Provided passage:
President Barack Obama’s “most persistent distraction” when he launched his re-election campaign in April 2011 was not the economy, the Tea Party movement, the GOP presidential primary field, the unpopularity of Obamacare, or even the soon-to-be-launched mission to take out Osama bin laden.
No, the most pressing issue for the president was the fact that real estate mogul Donald Trump had been challenging him over his birth certificate, according to the new book Double Down: Game Change 2012.
“[T]he most persistent distraction Obama was facing personified by Donald Trump, the real estate billionaire and reality show ringmaster who was flirting with making a presidential run under the banner of birtherism–the crackpot conspiracy theory claiming that Obama was born in Kenya and thus was constitutionally ineligible to preside as commander in chief,” authors Mark Halperin and John Heilemann note in the opening chapter of the book.
While Obama–who was born in Hawaii–thought of the theory as “lunacy” and “simply mental,” in 2008 his campaign posted his short-form birth certificate online. But as 2011 rolled around, the theory, the authors note, “wouldn’t go away.”

Stored data:
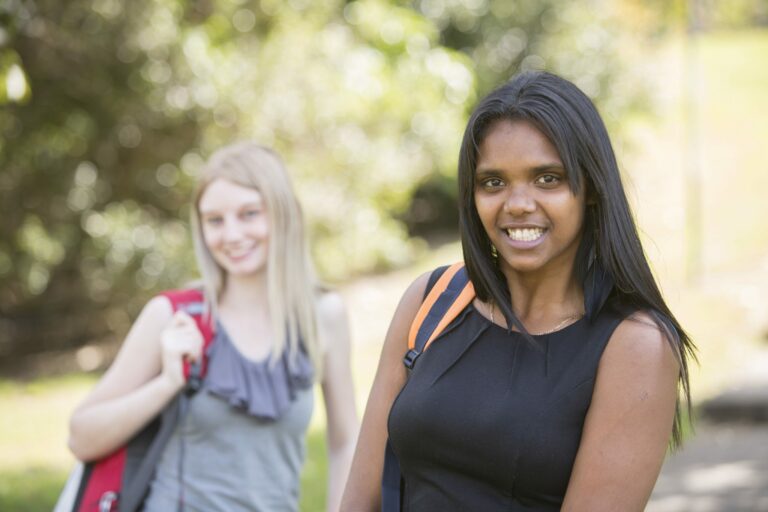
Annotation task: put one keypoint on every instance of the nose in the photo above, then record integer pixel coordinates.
(520, 201)
(232, 231)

To-do list:
a) According to the article on Obama and the birther theory, why did the theory hold that Obama could not serve as commander in chief? Answer in one to three sentences.
b) Please reproduce the passage of the article on Obama and the birther theory starting with "President Barack Obama’s" and going on through "Osama bin laden.".
c) Proceed with the article on Obama and the birther theory, picking up after its last sentence.
The material plays no part in what follows.

Response list:
a) The theory claimed that Obama was born in Kenya. For that reason, it held that he was constitutionally ineligible to serve as commander in chief.

b)
President Barack Obama’s “most persistent distraction” when he launched his re-election campaign in April 2011 was not the economy, the Tea Party movement, the GOP presidential primary field, the unpopularity of Obamacare, or even the soon-to-be-launched mission to take out Osama bin laden.

c)
“A recent New York Times poll had found that 45 percent of Republicans and 25 percent of voters overall believed he was foreign born,” Halperin and Heilemann wrote. “And with Trump serving as a human bullhorn, the faux controversy had escaped the confines of Fox News and conservative talk radio, reverberating in the mainstream media.”
George Stephanopoulos asked Obama about Trump’s crusade for his birth certificate twice in an interview the morning of April 14, 2011. “We’re not really worrying about conspiracy theories,” Obama said in response.
But that is not what this new book found; Halperin and Heilemann claim Obama literally spent that night in his Chicago home digging through old records to try to find some kind of proof he was born in Hawaii amid the belongings of his late mother, Ann Dunham.
After Obama made the fundraising rounds throughout Chicago, “he avoided mentioning Trump,” Halperin and Heilemann wrote, “yet the issue remained much on his mind.”
“What confounded him about the problem, beyond its absurdity, was that there was no ready solution,” they wrote. “Although Trump was braying for his original long-form birth certificate, officials in Obama’s home state were legally prohibited from releasing it on their own, and the president had no earthly idea where his family’s copy was.”
What Obama did try to do was “joke about the topic,” as he did during his final fundraiser that night at Chicago’s Navy Pier. “I grew up here in Chicago,” he said. “I wasn’t born here–I just want to be clear. I was born in Hawaii.”
Halperin and Heilemann note that Obama spent the night in the Chicago home that he, Michelle, Sasha, and Malia left behind for the White House in early 2009. When Obama walked through the door after 10 PM, he “stayed up even later” the authors noted, “intrigued by some old boxes that had belonged to his late mother, Ann Dunham.”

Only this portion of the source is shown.